The Help

I read The Help over the weekend. I know the movie is already out, but if I make my kids read the book before they see a movie, then I'm going to do the same. And really, it's a lot easier to pick up a book and read it than to try to go see a movie.

I read fiction books when I want to just read. When I read a non-fiction book, I want to go do something. I read Crafternoon and started planning a year's worth of parties. I read several books on the mentoring women and hospitality--and well, I had to file it away for the future. I took a break from all of the ministry books and read a book about pie, about the search for great pies in America. I thought this would be safe. Instead I finished the book, got up, and made a pie. And did some research about where we could find pie on our trip to Santa Fe. So I try to find fiction books to read to make this stop, when it is time to rest. I am picky though. I really liked The Help. The book was well written and made me want to keep reading. That is all I am going to review--I just like to read them. Plus, if someone wants to read a book review, they will look on Amazon.

══════

→ **Your objective**: Please list every non-fiction book or group of non-fiction books the writer mentions reading in the text about The Help.

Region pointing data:
══════

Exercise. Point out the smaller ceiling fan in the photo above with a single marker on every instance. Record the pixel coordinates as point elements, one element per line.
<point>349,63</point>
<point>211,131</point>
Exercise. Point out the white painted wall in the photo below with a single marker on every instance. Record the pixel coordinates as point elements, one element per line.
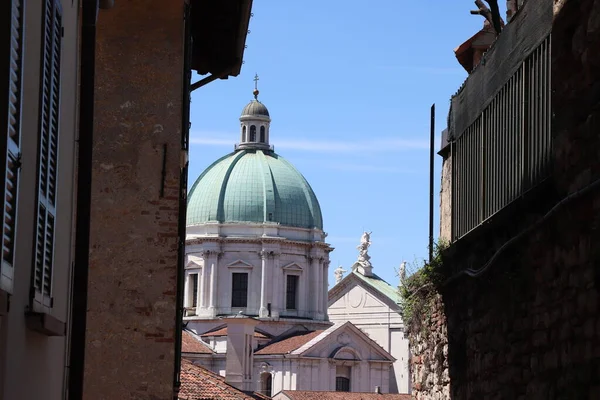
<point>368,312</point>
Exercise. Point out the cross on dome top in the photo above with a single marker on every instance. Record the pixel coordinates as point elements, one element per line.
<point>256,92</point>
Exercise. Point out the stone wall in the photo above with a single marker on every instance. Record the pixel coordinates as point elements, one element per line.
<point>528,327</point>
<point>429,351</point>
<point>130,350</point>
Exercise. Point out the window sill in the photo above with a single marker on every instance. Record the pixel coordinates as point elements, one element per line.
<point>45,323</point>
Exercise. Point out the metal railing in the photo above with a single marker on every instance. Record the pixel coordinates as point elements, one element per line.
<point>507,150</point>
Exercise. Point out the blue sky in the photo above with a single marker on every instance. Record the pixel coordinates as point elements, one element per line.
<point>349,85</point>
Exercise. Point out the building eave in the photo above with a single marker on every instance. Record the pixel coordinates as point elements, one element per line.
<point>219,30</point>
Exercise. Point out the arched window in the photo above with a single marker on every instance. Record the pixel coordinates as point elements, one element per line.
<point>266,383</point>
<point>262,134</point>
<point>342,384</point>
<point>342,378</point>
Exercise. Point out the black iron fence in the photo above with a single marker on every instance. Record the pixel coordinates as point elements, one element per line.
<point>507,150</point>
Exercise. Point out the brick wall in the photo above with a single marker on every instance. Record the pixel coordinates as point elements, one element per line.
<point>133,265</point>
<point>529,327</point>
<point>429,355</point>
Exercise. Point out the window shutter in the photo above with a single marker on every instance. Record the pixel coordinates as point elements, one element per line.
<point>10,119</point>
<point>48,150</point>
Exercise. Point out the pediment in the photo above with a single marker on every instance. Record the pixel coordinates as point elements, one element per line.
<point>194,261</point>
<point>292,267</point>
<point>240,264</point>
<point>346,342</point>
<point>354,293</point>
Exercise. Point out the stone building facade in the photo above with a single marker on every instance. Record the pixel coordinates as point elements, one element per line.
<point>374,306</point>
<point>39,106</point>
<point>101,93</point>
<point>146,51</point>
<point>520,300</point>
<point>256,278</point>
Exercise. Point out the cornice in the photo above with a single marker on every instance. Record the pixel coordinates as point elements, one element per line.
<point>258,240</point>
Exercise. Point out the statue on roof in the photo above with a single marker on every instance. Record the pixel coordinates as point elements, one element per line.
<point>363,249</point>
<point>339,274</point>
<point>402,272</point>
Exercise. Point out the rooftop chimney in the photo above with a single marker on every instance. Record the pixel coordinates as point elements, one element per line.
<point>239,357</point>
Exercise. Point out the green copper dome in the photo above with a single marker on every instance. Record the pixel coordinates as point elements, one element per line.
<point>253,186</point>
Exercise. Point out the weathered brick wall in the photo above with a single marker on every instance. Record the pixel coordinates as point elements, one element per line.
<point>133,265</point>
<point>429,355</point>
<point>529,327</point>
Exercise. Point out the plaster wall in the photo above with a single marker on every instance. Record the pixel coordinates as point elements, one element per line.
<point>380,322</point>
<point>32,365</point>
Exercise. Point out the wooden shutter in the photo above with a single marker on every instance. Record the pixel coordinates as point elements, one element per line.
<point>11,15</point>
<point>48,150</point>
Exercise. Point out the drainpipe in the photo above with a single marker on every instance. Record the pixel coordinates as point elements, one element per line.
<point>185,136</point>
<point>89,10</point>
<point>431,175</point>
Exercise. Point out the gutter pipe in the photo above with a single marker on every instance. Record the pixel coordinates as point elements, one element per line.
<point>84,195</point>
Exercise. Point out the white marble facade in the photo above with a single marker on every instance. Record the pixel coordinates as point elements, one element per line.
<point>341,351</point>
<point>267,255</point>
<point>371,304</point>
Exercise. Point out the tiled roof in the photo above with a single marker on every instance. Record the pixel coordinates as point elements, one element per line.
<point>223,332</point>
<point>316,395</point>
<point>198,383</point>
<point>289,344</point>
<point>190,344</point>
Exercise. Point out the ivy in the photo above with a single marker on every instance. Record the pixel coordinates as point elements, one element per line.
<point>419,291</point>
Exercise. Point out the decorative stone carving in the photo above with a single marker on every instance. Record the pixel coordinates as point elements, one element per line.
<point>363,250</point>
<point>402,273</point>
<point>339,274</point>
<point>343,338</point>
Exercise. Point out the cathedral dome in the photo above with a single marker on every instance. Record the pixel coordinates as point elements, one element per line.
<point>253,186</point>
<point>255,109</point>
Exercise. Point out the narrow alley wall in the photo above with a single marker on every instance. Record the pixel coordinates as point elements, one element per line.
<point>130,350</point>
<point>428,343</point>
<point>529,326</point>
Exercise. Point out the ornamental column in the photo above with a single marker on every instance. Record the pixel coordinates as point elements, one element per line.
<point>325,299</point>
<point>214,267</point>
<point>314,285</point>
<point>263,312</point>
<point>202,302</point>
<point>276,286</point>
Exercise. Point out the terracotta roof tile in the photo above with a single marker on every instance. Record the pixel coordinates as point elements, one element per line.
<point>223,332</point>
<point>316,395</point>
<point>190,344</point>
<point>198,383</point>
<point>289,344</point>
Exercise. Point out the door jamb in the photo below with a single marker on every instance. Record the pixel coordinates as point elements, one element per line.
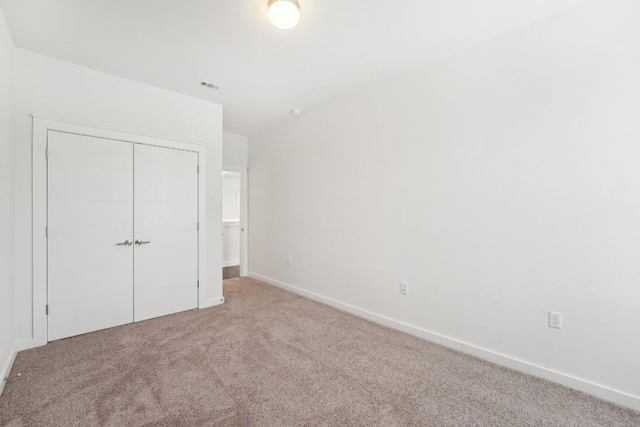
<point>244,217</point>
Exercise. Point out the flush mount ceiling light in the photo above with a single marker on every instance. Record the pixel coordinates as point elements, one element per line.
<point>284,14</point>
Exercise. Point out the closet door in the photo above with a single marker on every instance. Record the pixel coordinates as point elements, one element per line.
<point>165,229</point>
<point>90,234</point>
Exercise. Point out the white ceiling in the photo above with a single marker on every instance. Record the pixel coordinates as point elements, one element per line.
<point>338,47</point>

══════

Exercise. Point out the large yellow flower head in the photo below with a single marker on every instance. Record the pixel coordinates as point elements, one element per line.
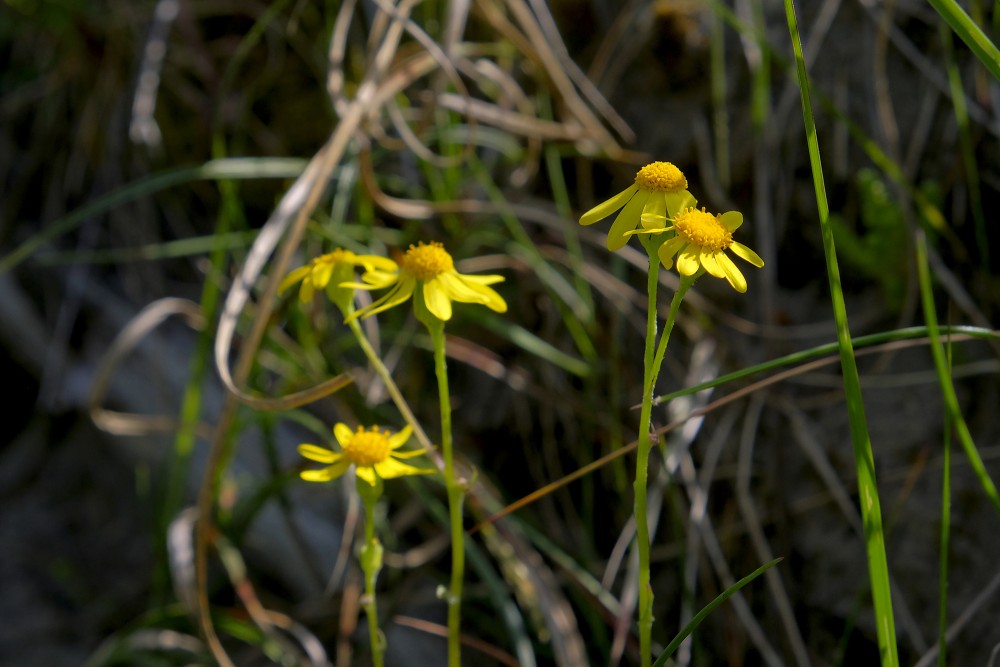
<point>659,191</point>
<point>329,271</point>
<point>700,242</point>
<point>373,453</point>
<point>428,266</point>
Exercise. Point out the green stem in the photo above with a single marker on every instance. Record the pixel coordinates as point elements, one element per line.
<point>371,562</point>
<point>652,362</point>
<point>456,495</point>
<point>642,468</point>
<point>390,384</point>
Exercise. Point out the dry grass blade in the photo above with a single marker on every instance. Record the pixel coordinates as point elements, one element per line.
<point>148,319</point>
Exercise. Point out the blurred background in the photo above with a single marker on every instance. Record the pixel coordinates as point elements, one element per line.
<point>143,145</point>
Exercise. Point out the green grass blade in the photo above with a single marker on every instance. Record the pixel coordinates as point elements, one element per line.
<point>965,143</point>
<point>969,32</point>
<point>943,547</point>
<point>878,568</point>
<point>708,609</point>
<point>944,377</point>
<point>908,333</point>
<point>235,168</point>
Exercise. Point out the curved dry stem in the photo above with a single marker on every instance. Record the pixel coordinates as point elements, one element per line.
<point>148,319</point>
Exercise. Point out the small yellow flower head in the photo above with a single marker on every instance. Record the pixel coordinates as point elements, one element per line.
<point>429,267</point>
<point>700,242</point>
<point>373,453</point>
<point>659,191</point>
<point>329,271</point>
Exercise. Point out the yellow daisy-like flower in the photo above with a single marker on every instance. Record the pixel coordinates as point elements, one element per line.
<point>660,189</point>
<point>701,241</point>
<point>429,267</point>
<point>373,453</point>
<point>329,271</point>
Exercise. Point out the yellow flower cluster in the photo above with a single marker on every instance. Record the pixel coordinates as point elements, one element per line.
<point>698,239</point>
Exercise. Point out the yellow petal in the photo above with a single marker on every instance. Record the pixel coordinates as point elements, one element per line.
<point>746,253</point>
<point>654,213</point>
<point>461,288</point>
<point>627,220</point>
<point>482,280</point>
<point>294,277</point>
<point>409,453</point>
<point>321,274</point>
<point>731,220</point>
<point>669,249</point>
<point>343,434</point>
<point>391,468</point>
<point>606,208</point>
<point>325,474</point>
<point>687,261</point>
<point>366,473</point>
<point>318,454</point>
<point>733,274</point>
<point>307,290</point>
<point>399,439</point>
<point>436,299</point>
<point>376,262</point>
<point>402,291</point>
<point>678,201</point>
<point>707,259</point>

══════

→ **Answer below**:
- Crafternoon
- Several books on mentoring women and hospitality
- A book about pie, about the search for great pies in America